Problem statement — Nothing may be dropped or added when the entries below are copied.

- Opening Delimiter -

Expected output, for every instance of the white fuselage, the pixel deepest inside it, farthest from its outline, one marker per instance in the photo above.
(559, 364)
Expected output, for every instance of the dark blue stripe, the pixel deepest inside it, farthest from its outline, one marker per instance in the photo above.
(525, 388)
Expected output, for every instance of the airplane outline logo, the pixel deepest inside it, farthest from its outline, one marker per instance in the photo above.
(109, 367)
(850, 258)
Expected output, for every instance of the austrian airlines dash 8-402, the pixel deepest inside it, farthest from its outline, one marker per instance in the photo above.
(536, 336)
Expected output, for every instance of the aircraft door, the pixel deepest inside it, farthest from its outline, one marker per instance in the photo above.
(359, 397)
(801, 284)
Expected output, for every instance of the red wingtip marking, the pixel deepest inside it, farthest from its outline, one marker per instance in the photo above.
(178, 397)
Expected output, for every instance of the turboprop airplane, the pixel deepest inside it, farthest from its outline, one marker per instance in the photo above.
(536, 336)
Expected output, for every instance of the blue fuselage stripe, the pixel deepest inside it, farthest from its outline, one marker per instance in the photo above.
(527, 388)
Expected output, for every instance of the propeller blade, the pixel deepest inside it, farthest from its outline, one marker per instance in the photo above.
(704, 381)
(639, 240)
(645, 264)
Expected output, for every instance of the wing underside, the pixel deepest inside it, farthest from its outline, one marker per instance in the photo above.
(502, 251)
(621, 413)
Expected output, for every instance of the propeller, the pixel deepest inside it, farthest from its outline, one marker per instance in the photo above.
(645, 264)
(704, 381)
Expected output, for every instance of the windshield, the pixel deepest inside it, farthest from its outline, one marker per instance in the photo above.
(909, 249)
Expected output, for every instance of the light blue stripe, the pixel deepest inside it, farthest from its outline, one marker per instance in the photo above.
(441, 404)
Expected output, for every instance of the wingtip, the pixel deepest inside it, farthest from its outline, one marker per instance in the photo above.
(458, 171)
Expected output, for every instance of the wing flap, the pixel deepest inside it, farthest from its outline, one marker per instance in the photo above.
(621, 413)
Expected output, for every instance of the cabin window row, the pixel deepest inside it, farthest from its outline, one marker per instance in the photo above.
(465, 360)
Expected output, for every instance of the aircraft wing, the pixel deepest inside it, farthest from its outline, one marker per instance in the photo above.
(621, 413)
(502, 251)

- Closing Delimiter -

Written answer —
Expected output, for every instance of the white fuselage, the pixel deepest inside it, farthest from its outline, one marker per instance in the photo above.
(559, 364)
Expected output, for every instance of the dark blue stripe, the pixel deepest inside it, farthest from its outline, one marker per instance in the photo above.
(525, 388)
Expected output, for every instance of the airplane outline logo, the pixel deepest inside it, farthest from its outline, one marker per instance in the photo above.
(109, 367)
(850, 258)
Expected output, for every instance of the austrian airlines dash 8-402, the pixel deepest inside it, farthest from its outline, one marker per instance in the photo above.
(536, 336)
Expected output, for every instance of the aircraft door, the pixel deepest inside it, farthest from its outline, one marker per instance in the photo above.
(359, 397)
(801, 284)
Expected output, for every instance of the red wingtip marking, the pixel deepest inside it, farthest from its outline, one marker per instance in the photo above.
(178, 397)
Expected output, for every instance of the turboprop airplane, the pixel deepest inside it, farthest from its outline, one marker per instance in the photo above.
(536, 336)
Expected output, for every instance of the blue fuselage stripe, the pixel deepest inside it, farthest from its outline, one marker per instance in the photo above.
(527, 388)
Expected output, for every instance of the propeller blade, the pixel deepest inside it, farthest from its outline, one marker per instance in the photo above.
(704, 381)
(639, 240)
(645, 264)
Expected output, for every instance of the wing underside, the pixel deepest inside it, farthest from its outline, one marker per instance in the photo above.
(502, 251)
(621, 413)
Expected output, for every instance of the propeller, the pixel deepest inside it, farthest from its outline, one marker per instance in the photo above.
(645, 264)
(704, 381)
Expected output, for every instance of the windshield, the pixel deepest inside it, farthest from its outline, one marker per instance in the photo above.
(909, 249)
Expected output, for every instance of the light blue stripe, the pixel deepest inside it, farthest from its outline, one marker per instance in the photo above.
(441, 404)
Expected output, for every instance of the wingtip, the pixel deepest inside it, farthest from its outline, one marker per instance in the photo above.
(458, 171)
Expected output, for every instance of the wing flap, the pixel deepest inside it, farthest from its outline, one marker per instance in the photo above.
(621, 413)
Expected output, for every instance of the cabin window row, the pixel deepest inside it, farthest from its outline, one marker per instance in the photo above.
(465, 360)
Expected output, for every instance of the aircraft wing, the pixel deepest inside it, farthest from its outline, one marker per instance in the photo above.
(621, 413)
(502, 251)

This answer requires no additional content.